ЦЕЛЬ ЗАДАНИЯ 1 - Преобразуй в CSV с двумя столбцами, «запрос» и «ответ», строки раздела данных от самой первой строки до строки, содержащей «[788,318,1100,732]», включая обе границы. В CSV отведи по одной строке на каждую пару «запрос» и «ответ», заключи каждое поле в кавычки и замени переносы строк внутри поля пробелами.

***** ОТРЫВОК ТЕКСТА

Преодолев такой естественный в этих условиях страх, начинаю приближаться, и именно в это время совершенно неожиданно начинает грустно вскрикивать какая-то птица. На сердце тревожно, только повернуть назад я уже не могу. Не могу и всё. Отвожу очередную ветку и невольно вздрагиваю, поняв, что на лодке сидит ребёнок. Шестилетний Серёжка из дома, который стоит на высоком берегу, укрытый от постороннего взгляда густыми ветками разросшихся сосен.
По работе мне пару раз доводилось бывать в этом доме со старомодными воротами и низким крыльцом. Просто так туда люди не заходили, потому что жила в нём какая-то странная семья. Глава семейства, высокий бородатый мужчина и маленькая хрупкая женщина, на попечении которой было семеро детей. Они были приезжие, поэтому никто толком даже не знал, свои у них дети или приёмные. Поутру обычно муж заводил свой ржавый микроавтобус, усаживал ребятишек и отвозил их в город, всех, кроме маленького Серёжки, который целыми днями был предоставлен сам себе. Он то ковырялся в куче песка, сваленного около бывшего детского сада, то заходил в дома к одиноким бабулькам, которых откуда-то знал, и они щедро угощали его чаем с сухариками из вкусных домашних пирогов, а то и просто дремал, прикорнув где-нибудь в уголочке.

**********
***** РАЗДЕЛ ДАННЫХ

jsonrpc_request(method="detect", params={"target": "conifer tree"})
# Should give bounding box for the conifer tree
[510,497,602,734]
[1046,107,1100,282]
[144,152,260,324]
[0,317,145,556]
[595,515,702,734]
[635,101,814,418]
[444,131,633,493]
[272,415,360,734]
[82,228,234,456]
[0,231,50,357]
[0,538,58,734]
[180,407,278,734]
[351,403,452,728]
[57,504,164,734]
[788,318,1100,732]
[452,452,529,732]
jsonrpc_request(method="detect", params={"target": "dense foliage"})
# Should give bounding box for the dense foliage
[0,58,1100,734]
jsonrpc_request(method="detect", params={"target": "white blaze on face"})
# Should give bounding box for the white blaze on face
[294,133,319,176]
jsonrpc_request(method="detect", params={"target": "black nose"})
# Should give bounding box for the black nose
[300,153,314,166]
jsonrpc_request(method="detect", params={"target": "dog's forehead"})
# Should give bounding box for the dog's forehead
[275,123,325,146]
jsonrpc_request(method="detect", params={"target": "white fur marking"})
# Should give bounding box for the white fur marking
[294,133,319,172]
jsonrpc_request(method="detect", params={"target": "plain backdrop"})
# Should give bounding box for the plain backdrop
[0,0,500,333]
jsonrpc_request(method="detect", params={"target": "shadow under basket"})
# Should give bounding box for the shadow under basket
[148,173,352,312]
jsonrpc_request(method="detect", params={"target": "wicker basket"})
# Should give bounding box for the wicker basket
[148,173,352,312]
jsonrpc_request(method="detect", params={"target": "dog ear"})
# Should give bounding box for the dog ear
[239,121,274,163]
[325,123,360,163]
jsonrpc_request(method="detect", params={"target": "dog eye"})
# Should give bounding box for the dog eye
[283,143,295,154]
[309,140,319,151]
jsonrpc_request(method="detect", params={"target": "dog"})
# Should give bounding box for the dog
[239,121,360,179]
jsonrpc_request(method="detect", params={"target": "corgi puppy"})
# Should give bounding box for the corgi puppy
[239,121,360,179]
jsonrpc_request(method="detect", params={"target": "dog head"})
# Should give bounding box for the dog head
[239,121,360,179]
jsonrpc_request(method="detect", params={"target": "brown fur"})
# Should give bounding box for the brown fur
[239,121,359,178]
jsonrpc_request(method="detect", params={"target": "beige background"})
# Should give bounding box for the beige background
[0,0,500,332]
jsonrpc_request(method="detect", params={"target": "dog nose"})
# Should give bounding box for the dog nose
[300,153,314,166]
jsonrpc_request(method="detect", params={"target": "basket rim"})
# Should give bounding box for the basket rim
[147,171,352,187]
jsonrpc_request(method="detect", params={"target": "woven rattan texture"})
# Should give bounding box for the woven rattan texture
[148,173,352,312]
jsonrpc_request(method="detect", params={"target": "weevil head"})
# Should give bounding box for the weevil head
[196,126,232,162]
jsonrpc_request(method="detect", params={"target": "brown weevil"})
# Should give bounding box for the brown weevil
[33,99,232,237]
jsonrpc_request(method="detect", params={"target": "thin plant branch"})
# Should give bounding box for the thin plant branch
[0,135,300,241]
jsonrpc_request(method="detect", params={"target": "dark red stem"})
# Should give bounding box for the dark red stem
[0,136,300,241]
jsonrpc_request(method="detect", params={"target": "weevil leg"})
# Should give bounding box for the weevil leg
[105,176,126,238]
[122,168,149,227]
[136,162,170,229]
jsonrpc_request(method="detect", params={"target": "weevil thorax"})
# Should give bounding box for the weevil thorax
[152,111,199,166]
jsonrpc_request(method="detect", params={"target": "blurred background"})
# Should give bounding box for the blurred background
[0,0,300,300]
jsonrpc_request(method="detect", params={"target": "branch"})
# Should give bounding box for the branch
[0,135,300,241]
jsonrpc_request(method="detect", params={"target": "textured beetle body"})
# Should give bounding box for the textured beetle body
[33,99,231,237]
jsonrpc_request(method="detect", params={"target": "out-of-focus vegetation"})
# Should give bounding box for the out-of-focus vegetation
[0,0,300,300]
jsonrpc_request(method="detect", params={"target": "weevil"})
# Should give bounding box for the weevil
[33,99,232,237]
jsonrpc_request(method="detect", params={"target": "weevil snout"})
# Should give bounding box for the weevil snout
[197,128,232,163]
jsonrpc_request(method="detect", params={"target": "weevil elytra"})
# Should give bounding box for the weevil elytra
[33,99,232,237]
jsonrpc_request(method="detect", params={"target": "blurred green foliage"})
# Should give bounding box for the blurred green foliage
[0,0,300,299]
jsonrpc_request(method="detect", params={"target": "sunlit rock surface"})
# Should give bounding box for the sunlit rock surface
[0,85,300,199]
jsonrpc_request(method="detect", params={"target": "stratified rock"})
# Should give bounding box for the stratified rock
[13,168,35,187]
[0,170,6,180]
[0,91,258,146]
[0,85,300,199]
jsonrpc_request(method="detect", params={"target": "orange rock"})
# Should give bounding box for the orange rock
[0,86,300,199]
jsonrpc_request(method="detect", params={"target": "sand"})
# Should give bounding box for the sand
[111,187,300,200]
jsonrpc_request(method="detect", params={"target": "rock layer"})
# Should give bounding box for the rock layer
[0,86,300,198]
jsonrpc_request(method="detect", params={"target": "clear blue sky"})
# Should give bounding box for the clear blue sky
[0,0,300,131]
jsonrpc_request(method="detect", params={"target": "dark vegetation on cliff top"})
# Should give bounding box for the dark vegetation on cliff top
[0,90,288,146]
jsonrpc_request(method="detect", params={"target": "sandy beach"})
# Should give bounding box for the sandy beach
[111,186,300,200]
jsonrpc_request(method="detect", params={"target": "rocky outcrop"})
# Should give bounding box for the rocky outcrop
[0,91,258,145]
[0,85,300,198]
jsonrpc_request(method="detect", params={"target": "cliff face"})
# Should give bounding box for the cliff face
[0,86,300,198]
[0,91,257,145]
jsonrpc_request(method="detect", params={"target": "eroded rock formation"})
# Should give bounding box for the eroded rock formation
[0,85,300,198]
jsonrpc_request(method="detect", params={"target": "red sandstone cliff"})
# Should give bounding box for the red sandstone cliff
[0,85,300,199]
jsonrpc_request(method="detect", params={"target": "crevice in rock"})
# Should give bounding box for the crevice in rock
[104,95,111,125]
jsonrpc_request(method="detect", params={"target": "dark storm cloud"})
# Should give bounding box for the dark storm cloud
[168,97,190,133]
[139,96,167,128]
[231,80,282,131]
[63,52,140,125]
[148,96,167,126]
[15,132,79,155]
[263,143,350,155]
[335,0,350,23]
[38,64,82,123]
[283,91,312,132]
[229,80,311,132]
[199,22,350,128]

**********

ЦЕЛЬ ЗАДАНИЯ 2 - Перепиши часть отрывка, которая начинается со слов «Преодолев такой естественный» и заканчивается словами «ветками разросшихся сосен.», заменив «птица» на «сова».

РЕЗУЛЬТАТ ЗАДАНИЯ 1 -
запрос,ответ
"jsonrpc_request(method=""detect"", params={""target"": ""conifer tree""}) # Should give bounding box for the conifer tree","[510,497,602,734] [1046,107,1100,282] [144,152,260,324] [0,317,145,556] [595,515,702,734] [635,101,814,418] [444,131,633,493] [272,415,360,734] [82,228,234,456] [0,231,50,357] [0,538,58,734] [180,407,278,734] [351,403,452,728] [57,504,164,734] [788,318,1100,732]"

РЕЗУЛЬТАТ ЗАДАНИЯ 2 -
Преодолев такой естественный в этих условиях страх, начинаю приближаться, и именно в это время совершенно неожиданно начинает грустно вскрикивать какая-то сова. На сердце тревожно, только повернуть назад я уже не могу. Не могу и всё. Отвожу очередную ветку и невольно вздрагиваю, поняв, что на лодке сидит ребёнок. Шестилетний Серёжка из дома, который стоит на высоком берегу, укрытый от постороннего взгляда густыми ветками разросшихся сосен.